Starting at the line that contains "Check that every instance of the bicycle frame" and continuing through the end of the listing, write those lines out again, substituting "bicycle handlebars" for "bicycle frame" and leaving everything else unchanged.

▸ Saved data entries
■ ■ ■
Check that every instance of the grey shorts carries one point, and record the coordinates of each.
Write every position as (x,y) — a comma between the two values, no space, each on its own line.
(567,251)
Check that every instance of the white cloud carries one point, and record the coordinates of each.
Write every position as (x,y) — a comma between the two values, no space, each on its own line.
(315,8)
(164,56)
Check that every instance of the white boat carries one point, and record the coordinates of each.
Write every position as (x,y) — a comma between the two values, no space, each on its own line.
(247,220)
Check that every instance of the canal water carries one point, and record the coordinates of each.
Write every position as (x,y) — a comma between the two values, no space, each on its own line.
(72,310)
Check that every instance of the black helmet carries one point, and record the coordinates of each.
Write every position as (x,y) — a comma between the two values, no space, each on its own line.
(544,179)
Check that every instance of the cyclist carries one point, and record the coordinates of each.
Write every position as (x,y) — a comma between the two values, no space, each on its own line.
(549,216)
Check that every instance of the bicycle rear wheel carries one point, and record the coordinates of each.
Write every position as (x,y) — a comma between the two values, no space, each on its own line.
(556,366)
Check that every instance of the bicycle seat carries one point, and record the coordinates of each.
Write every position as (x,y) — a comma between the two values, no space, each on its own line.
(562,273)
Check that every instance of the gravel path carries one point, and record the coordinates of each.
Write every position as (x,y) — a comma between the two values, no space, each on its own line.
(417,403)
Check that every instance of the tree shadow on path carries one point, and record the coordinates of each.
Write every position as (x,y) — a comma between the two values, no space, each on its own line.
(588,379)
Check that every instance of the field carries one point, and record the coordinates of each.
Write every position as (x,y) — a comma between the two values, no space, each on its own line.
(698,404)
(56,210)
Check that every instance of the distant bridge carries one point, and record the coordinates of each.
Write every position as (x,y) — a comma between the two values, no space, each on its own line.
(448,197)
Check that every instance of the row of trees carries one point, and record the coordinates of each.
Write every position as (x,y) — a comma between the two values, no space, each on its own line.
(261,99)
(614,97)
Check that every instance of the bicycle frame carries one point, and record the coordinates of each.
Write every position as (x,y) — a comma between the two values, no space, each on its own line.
■ ■ ■
▸ COMPLETED EXERCISE
Check that every instance of the bicycle handlebars carries one point, and record the coordinates of each.
Write every position as (x,y) — a comma between the two values, no space, each on its own line.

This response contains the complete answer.